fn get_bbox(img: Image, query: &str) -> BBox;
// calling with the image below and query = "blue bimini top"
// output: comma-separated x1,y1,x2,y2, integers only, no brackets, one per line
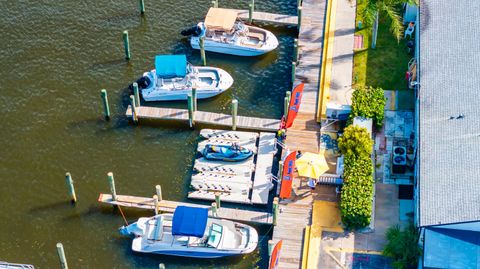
172,206,208,237
155,55,187,78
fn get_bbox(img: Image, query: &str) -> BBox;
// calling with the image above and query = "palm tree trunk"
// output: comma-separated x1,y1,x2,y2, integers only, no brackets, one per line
371,11,379,49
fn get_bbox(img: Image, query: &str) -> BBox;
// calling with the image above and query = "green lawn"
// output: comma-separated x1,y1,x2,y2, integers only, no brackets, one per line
353,3,412,91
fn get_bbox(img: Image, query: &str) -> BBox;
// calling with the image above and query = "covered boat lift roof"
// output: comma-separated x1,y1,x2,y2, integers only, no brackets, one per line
172,206,208,237
204,8,238,31
155,55,187,78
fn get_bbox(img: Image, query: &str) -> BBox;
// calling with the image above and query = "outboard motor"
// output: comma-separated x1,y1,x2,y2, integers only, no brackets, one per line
181,25,201,36
128,76,151,92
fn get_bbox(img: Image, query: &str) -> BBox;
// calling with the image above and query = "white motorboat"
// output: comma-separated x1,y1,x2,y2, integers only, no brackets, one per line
120,206,258,258
134,55,233,101
181,8,279,56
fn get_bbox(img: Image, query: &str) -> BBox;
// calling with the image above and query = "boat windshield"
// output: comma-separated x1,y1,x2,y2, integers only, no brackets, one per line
207,223,223,248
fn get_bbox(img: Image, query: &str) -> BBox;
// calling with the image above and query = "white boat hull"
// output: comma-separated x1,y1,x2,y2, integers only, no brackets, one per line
140,67,233,102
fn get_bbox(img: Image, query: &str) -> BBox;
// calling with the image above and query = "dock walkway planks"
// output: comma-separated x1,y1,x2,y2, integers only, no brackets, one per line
234,9,298,26
98,193,273,225
273,0,327,267
126,106,280,132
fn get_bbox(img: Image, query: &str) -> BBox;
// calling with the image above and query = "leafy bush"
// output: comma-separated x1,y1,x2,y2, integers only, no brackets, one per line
383,224,421,269
338,125,374,230
350,86,386,129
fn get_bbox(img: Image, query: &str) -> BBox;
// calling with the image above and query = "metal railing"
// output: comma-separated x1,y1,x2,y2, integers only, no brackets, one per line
0,261,35,269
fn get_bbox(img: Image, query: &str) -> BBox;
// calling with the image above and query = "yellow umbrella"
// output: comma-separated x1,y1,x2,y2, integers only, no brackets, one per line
295,152,329,179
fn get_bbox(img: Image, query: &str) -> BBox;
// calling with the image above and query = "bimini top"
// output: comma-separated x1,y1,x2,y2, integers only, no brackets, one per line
204,8,237,31
155,55,187,78
172,206,208,237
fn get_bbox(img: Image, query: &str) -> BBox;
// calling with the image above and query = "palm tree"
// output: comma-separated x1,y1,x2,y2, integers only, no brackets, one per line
357,0,418,48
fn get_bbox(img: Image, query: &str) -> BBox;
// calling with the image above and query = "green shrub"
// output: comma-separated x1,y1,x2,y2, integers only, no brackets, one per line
383,224,421,269
338,125,374,230
350,86,386,129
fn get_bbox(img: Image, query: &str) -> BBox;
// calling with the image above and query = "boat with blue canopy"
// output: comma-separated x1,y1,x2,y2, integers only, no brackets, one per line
119,206,258,258
133,55,233,101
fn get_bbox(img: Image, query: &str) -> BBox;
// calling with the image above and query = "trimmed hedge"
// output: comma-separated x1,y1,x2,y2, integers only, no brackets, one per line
350,86,386,129
338,125,374,230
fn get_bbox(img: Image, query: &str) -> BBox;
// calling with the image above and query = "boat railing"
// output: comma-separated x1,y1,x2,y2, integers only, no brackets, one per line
0,261,35,269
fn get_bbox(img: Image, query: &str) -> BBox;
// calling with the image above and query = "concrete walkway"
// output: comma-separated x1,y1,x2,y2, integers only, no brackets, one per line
329,0,356,106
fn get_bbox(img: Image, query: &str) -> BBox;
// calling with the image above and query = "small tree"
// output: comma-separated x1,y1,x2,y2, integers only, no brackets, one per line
350,86,386,129
383,224,421,269
338,125,373,157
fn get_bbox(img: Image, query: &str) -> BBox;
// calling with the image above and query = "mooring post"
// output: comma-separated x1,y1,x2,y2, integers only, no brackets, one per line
192,87,197,112
215,193,221,209
231,99,238,130
133,82,140,107
276,161,283,195
139,0,145,14
56,243,69,269
211,202,218,217
273,197,279,226
199,36,206,66
248,3,254,24
297,0,302,8
123,30,131,60
107,172,117,201
65,172,77,204
159,264,166,269
100,89,110,121
187,93,194,128
211,0,218,8
285,91,291,117
297,6,302,30
129,95,138,123
268,240,275,256
293,38,299,62
153,195,159,215
155,185,162,201
291,62,296,84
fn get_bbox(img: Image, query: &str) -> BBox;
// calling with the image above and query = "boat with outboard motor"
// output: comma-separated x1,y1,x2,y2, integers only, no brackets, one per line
120,206,258,258
202,143,253,162
132,54,233,101
181,8,279,56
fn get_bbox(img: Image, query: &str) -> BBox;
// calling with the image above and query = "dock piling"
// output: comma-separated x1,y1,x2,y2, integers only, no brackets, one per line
100,89,111,121
285,91,291,117
268,240,275,256
107,172,117,201
211,202,218,217
192,88,197,112
56,243,69,269
199,37,206,66
231,99,238,130
214,193,221,209
130,95,138,123
65,172,77,204
248,4,254,24
276,161,283,195
133,83,140,107
293,38,298,62
159,264,166,269
122,30,131,60
155,185,162,201
273,197,279,226
297,6,302,29
187,94,195,128
153,195,159,215
211,0,218,8
291,62,296,83
139,0,145,14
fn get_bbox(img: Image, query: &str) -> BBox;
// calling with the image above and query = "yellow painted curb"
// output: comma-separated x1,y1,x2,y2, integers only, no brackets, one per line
301,225,311,269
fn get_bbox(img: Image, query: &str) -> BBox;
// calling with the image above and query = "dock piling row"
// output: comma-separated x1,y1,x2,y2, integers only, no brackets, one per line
231,99,238,130
129,95,138,122
272,197,279,226
153,195,159,215
100,89,110,121
139,0,145,14
133,83,140,107
211,0,218,8
211,202,218,216
293,38,298,62
268,240,275,256
291,62,296,83
200,37,206,66
192,88,198,112
187,94,195,128
215,193,221,208
156,185,162,201
56,243,69,269
297,6,302,29
108,172,117,201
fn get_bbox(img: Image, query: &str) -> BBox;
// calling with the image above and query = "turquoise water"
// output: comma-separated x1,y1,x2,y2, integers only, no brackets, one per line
0,0,295,268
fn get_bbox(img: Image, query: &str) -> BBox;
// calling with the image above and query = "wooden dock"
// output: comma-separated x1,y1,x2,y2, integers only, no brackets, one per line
188,129,275,205
126,106,280,132
234,9,298,26
98,193,273,225
272,0,327,267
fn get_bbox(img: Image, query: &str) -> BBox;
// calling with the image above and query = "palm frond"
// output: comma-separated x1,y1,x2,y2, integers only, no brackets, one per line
379,2,403,41
361,0,378,26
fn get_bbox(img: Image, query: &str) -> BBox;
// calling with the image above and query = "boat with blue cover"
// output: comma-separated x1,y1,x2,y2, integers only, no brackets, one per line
119,206,258,258
202,143,253,162
134,55,233,101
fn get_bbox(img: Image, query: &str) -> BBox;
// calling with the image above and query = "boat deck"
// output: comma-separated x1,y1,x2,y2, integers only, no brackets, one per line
126,106,280,132
98,193,273,225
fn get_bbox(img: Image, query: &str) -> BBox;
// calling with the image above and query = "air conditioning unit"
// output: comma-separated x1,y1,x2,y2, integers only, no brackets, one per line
392,146,407,173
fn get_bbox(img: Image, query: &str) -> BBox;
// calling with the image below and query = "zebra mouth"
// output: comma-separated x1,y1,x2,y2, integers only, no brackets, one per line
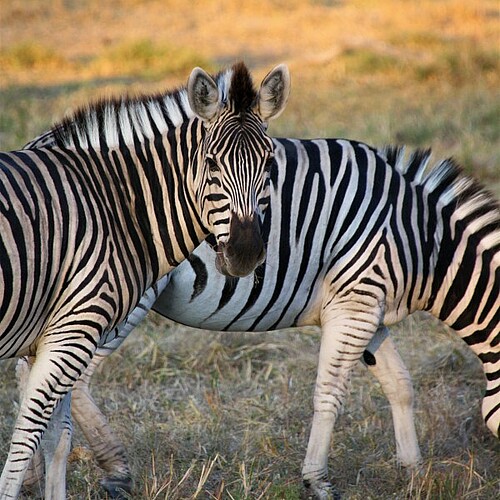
214,246,230,276
214,241,266,278
211,213,266,277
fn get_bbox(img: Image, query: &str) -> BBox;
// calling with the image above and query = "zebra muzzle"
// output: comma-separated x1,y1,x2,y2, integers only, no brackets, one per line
215,214,266,277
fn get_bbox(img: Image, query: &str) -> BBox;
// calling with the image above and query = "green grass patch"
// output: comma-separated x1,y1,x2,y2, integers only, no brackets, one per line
389,31,448,51
415,44,499,84
0,42,68,71
0,39,212,85
339,46,403,75
89,39,212,80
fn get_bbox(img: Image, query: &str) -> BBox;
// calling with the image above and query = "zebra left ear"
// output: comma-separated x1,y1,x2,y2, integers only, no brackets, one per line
255,64,291,122
188,67,221,122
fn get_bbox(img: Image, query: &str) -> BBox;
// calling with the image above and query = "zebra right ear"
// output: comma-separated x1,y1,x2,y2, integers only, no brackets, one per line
255,63,290,122
187,67,221,123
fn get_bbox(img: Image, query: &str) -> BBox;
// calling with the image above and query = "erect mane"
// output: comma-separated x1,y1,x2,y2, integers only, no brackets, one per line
51,62,255,150
381,145,500,246
52,85,193,150
228,61,258,114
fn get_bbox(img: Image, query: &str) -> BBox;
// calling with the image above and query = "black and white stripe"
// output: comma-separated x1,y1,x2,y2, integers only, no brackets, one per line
0,61,290,499
168,142,499,496
21,119,499,496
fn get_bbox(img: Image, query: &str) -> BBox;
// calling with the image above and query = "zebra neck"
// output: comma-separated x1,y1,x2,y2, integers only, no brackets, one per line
424,202,498,341
80,122,208,282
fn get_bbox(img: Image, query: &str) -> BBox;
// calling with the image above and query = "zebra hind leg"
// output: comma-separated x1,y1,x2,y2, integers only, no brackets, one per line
481,354,500,438
41,392,73,499
362,327,422,468
17,357,45,496
72,348,132,498
69,281,169,497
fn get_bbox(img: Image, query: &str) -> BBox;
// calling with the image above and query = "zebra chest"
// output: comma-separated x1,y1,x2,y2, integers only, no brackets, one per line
0,231,152,360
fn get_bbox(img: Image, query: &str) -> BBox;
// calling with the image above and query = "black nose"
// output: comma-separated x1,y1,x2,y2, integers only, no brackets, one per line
219,214,266,277
227,216,263,258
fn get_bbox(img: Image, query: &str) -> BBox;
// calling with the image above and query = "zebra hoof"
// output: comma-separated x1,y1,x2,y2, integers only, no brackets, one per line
304,479,341,499
100,475,133,498
403,461,425,480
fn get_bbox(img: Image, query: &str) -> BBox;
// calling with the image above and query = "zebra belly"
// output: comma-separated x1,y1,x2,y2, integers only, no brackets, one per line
155,244,322,332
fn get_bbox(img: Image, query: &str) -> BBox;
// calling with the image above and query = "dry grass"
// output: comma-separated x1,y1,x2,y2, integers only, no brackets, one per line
0,0,499,498
3,316,498,498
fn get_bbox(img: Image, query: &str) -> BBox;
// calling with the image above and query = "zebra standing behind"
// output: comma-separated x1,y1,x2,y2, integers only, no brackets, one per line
0,62,291,499
21,138,500,496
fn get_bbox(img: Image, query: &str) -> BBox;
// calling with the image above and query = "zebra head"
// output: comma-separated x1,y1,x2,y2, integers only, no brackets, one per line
188,62,290,277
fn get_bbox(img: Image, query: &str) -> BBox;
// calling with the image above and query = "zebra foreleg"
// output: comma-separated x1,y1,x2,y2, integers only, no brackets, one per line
19,354,128,499
302,304,382,499
20,349,137,499
18,362,72,500
25,280,170,498
362,327,421,468
70,282,168,497
0,340,95,499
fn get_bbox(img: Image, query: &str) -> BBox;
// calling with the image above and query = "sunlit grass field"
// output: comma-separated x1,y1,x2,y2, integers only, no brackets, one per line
0,0,499,498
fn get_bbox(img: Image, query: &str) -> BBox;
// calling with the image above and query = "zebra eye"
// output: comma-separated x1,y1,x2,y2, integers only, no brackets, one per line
207,157,220,174
264,157,275,172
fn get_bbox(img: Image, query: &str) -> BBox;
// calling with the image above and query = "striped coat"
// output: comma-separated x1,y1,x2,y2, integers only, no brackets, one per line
0,62,290,499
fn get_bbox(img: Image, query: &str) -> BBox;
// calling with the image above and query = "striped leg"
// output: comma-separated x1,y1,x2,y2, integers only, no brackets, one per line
42,393,72,499
302,301,382,498
21,446,45,496
71,341,132,498
0,338,95,499
17,355,73,500
482,354,500,437
17,357,45,495
363,327,421,467
23,275,170,498
73,278,169,496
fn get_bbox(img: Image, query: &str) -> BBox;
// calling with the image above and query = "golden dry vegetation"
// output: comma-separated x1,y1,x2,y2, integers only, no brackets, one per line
0,0,499,498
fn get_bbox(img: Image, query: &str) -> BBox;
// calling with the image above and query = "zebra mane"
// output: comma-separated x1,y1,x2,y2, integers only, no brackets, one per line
51,63,254,150
381,145,500,248
53,86,193,150
228,61,258,114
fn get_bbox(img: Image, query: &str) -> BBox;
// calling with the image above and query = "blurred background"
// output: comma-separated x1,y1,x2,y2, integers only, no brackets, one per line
1,1,499,498
1,0,499,184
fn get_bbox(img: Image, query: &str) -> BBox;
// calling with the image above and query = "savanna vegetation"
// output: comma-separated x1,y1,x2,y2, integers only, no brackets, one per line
0,0,499,498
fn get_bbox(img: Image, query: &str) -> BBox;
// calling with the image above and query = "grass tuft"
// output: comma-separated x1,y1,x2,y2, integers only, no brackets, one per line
415,44,500,84
0,42,68,71
1,1,499,498
340,47,403,75
89,40,212,80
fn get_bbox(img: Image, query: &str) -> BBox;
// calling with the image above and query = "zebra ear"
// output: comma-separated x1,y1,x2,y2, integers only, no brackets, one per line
255,63,290,122
187,67,221,122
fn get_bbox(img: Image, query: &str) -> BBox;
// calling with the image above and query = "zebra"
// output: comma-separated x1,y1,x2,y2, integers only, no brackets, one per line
0,61,291,499
19,134,500,497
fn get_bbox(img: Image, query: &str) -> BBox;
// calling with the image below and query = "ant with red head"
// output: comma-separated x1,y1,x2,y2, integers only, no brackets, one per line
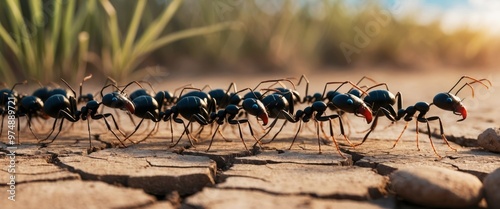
391,76,491,157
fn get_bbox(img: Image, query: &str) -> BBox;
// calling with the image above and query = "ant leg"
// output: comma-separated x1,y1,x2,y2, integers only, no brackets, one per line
319,121,329,144
269,120,288,144
359,107,396,146
206,124,221,152
232,121,249,151
45,118,65,144
16,116,21,144
27,116,41,141
315,120,322,154
336,115,356,148
91,113,127,147
126,111,137,127
260,117,279,143
328,119,346,158
39,117,60,142
289,120,303,150
418,118,441,158
0,112,5,139
134,112,161,144
44,111,80,144
392,121,408,149
261,110,296,144
170,119,194,148
123,118,146,142
243,119,261,147
426,116,457,152
342,114,352,136
415,119,420,151
102,113,126,137
169,118,174,143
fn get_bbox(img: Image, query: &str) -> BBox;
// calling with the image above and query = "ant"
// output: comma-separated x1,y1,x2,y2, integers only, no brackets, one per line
0,81,28,141
168,94,266,152
391,76,491,157
350,81,402,146
258,80,372,155
38,75,127,148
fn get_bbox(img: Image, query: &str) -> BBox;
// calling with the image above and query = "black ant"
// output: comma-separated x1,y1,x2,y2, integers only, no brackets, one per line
351,81,402,146
38,75,127,148
0,81,28,142
392,76,491,157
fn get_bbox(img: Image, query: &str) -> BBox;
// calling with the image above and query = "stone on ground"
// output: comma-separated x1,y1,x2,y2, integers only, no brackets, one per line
389,166,483,208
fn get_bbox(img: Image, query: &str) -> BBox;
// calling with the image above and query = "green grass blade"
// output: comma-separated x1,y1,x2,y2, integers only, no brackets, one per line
62,0,76,57
50,0,63,56
6,0,39,78
121,0,147,63
138,21,240,56
28,0,44,60
101,0,122,68
5,0,22,49
0,53,16,83
134,0,183,52
0,22,21,58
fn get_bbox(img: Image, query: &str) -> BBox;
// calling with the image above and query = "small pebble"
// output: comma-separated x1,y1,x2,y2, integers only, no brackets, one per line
478,128,500,152
484,168,500,209
390,166,483,208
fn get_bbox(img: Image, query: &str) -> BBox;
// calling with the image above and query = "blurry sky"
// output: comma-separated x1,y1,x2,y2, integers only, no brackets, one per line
382,0,500,35
254,0,500,35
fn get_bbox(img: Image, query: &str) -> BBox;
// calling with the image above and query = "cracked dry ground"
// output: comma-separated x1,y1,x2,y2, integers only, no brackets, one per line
1,70,499,209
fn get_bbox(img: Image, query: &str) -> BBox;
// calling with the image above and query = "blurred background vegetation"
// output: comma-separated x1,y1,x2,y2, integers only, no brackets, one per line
0,0,498,84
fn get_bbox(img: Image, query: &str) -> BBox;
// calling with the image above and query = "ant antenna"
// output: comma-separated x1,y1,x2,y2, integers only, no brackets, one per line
173,84,194,98
232,87,261,100
60,79,77,98
137,80,156,94
321,81,368,99
178,87,203,98
79,74,93,99
120,81,145,94
448,76,491,97
296,74,310,101
454,78,492,98
252,79,297,92
10,80,27,92
100,84,122,98
365,83,391,92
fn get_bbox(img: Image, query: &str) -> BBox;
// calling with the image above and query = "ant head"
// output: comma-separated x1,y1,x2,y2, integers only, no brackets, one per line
332,94,373,123
242,98,268,125
102,92,135,114
432,93,466,121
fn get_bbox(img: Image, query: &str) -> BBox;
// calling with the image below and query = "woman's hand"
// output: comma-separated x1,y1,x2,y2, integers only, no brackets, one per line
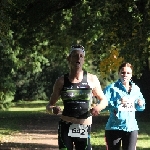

◆ ◆ ◆ ◆

▸ Assignment
Every line above that holds the string "black" counts once. State how many such lines there are, as a number alone.

▸ Answer for the task
3